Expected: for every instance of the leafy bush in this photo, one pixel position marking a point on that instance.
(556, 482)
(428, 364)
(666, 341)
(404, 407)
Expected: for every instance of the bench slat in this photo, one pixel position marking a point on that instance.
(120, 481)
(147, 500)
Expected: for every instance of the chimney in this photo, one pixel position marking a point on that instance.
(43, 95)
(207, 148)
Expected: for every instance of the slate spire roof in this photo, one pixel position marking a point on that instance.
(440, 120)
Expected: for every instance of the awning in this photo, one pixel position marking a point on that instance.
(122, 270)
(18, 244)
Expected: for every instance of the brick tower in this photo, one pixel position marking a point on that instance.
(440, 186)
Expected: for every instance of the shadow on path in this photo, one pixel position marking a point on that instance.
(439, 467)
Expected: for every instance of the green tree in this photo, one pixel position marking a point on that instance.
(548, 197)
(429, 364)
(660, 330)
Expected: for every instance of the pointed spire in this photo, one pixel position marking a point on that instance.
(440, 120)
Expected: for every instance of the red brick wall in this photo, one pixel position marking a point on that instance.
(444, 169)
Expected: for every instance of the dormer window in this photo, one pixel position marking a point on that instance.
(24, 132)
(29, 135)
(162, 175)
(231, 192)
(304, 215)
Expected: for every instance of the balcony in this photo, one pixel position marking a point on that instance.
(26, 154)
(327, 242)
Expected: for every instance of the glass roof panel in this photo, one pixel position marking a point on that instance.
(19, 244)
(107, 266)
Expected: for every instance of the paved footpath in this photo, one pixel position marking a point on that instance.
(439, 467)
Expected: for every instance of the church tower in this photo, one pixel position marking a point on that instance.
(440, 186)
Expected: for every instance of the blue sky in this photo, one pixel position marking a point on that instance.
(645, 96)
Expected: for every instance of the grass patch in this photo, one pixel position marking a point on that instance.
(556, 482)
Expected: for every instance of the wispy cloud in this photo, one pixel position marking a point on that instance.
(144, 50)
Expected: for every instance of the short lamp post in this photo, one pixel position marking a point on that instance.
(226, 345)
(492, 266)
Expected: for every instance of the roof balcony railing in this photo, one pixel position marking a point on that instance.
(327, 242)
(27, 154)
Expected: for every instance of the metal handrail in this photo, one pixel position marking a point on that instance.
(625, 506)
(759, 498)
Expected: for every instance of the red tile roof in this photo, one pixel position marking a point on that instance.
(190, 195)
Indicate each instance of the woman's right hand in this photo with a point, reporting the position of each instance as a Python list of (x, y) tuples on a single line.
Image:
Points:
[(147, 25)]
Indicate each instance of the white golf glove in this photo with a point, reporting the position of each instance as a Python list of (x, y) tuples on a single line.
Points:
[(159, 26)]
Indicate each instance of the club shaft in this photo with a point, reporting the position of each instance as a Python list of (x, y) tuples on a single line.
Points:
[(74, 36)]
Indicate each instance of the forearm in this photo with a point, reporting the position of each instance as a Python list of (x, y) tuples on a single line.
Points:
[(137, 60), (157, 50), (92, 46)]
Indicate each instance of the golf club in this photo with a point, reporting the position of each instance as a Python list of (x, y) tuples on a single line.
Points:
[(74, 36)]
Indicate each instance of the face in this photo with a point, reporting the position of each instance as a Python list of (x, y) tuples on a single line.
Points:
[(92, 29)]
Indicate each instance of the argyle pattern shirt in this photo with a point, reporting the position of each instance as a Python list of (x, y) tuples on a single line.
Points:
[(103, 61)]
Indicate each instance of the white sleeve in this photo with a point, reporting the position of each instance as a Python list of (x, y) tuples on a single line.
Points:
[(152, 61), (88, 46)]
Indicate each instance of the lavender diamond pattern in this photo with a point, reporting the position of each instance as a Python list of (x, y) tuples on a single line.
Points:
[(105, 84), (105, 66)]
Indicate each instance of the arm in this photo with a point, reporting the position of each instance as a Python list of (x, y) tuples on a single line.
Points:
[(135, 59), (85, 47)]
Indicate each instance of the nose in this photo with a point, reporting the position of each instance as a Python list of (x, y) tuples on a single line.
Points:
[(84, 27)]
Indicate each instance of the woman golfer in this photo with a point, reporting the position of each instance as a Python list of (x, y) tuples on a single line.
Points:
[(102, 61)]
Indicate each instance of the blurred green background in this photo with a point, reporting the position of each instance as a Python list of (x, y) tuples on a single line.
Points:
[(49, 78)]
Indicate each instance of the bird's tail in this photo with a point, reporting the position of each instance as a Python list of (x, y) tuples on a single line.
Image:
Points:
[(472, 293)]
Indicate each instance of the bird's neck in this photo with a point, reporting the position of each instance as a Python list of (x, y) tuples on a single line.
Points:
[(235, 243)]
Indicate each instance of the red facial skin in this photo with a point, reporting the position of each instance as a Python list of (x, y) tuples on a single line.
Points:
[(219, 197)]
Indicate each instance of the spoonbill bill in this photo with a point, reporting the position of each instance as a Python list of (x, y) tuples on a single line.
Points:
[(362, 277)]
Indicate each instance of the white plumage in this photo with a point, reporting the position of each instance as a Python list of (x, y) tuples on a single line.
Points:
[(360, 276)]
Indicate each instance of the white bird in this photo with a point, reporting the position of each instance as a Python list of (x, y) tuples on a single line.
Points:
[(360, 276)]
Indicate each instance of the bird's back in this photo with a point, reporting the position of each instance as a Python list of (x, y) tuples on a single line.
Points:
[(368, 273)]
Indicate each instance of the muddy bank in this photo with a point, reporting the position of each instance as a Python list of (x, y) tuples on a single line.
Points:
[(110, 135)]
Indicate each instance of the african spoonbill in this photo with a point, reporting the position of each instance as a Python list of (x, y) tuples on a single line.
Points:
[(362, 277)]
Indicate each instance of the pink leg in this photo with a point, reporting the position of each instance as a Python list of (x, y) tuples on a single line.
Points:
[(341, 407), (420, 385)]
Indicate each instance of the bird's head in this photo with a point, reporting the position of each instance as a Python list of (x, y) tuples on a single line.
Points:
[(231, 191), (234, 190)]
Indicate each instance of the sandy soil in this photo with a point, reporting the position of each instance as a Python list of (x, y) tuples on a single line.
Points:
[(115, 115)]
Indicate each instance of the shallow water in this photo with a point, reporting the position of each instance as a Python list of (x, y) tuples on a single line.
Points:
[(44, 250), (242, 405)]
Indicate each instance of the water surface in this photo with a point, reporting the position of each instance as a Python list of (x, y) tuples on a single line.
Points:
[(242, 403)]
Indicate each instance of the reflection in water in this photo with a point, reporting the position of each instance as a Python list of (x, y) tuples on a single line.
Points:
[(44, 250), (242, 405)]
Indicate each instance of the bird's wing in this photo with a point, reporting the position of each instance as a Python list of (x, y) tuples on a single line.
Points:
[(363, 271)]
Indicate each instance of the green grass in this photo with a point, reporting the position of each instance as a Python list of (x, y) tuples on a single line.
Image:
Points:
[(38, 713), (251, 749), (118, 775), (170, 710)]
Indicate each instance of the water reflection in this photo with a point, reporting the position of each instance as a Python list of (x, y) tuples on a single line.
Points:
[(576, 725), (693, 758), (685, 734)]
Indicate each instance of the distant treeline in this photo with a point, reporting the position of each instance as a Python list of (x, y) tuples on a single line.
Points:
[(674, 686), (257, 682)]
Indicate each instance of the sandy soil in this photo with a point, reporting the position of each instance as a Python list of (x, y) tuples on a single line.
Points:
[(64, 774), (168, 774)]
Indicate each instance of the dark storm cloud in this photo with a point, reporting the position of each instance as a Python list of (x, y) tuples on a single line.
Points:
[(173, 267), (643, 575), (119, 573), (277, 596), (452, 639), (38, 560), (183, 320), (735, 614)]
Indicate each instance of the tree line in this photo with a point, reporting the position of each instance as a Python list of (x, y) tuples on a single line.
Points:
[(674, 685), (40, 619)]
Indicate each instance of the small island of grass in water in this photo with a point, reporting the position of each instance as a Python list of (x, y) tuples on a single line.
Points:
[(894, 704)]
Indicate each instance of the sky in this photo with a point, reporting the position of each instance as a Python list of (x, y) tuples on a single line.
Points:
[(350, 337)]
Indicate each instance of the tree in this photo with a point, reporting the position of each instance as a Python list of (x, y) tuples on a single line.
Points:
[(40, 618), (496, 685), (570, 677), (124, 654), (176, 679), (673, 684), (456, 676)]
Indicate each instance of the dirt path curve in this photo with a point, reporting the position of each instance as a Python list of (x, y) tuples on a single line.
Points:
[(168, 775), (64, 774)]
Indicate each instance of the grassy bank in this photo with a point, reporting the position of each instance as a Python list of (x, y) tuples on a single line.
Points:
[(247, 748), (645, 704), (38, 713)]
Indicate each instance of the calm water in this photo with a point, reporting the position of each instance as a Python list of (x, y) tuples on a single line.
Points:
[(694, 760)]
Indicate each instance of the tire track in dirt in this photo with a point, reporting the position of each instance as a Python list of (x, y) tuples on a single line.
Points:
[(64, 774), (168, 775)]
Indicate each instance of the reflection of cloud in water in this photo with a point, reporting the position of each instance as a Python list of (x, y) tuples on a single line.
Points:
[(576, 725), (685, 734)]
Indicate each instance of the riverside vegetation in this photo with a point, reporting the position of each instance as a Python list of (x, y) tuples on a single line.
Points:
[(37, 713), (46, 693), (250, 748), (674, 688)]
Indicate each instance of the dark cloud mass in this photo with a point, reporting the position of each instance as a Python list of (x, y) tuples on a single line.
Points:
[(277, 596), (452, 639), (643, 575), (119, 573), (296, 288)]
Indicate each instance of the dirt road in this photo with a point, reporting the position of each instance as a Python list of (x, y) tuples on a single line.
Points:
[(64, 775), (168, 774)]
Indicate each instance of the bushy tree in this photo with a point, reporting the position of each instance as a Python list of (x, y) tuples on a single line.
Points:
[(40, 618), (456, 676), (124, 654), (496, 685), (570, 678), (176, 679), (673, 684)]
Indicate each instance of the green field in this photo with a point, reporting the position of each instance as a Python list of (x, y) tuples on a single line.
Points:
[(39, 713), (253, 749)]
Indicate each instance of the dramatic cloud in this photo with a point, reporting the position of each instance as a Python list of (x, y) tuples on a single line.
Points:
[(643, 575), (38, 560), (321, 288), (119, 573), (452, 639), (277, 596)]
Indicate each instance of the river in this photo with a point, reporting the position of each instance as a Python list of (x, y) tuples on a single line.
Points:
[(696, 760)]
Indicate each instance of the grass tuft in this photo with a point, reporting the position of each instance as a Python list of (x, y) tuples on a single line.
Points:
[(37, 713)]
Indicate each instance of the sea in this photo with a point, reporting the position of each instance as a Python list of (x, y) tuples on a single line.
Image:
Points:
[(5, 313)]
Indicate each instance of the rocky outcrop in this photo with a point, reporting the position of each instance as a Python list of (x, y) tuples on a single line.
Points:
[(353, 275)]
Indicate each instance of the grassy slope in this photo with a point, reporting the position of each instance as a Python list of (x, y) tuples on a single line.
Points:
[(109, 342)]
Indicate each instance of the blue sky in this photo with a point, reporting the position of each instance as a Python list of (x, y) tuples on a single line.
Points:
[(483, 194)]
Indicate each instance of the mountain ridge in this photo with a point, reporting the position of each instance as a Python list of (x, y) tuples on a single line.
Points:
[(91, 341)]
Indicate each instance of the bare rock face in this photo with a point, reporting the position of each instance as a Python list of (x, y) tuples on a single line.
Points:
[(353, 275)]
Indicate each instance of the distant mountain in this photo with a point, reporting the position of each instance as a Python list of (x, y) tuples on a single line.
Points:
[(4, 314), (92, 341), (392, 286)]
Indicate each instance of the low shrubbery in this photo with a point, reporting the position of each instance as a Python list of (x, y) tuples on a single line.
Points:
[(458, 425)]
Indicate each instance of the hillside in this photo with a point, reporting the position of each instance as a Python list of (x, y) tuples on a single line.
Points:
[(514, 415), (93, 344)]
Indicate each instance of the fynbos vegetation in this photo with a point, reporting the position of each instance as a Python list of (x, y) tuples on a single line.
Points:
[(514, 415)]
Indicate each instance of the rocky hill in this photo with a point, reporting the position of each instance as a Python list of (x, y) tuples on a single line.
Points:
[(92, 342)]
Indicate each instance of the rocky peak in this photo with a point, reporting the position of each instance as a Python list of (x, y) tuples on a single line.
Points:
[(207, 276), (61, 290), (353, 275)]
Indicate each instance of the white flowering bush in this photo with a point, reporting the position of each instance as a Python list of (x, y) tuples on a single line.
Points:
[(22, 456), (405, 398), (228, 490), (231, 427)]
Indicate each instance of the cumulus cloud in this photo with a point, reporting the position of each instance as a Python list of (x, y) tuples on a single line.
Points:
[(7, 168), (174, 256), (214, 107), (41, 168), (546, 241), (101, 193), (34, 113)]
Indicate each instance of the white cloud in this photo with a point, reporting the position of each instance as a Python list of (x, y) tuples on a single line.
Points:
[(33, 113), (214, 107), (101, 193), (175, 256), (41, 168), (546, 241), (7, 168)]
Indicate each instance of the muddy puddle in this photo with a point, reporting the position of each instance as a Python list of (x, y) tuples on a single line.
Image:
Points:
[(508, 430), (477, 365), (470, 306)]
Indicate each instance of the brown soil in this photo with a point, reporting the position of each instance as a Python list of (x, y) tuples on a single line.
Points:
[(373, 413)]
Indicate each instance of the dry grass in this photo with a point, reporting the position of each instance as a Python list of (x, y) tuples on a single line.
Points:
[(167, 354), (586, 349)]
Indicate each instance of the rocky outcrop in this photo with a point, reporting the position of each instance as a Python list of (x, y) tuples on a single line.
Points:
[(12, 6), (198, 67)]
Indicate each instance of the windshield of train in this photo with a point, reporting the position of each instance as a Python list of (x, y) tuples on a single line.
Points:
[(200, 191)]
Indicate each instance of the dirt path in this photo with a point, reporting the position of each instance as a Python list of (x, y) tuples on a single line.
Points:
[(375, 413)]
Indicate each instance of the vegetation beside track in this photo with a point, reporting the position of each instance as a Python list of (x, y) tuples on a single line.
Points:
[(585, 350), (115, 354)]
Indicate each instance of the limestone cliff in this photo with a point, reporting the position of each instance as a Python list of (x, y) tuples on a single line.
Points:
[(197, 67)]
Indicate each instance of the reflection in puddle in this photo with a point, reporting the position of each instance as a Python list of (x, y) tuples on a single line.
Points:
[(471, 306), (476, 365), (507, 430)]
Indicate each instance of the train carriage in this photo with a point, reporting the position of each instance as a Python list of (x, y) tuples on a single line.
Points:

* Problem to solve: Please find all lines of the entries that hold the string "bank" and copy them.

* Output for this task:
Indicate each instance of the muddy bank in this photo with a point, reporting the position of each instance as a Python list of (x, y) tuples on a single line.
Indicate each instance of the grassy bank in this photo with a point, reporting the position of each instance as a Python list of (x, y) tuples on a single line.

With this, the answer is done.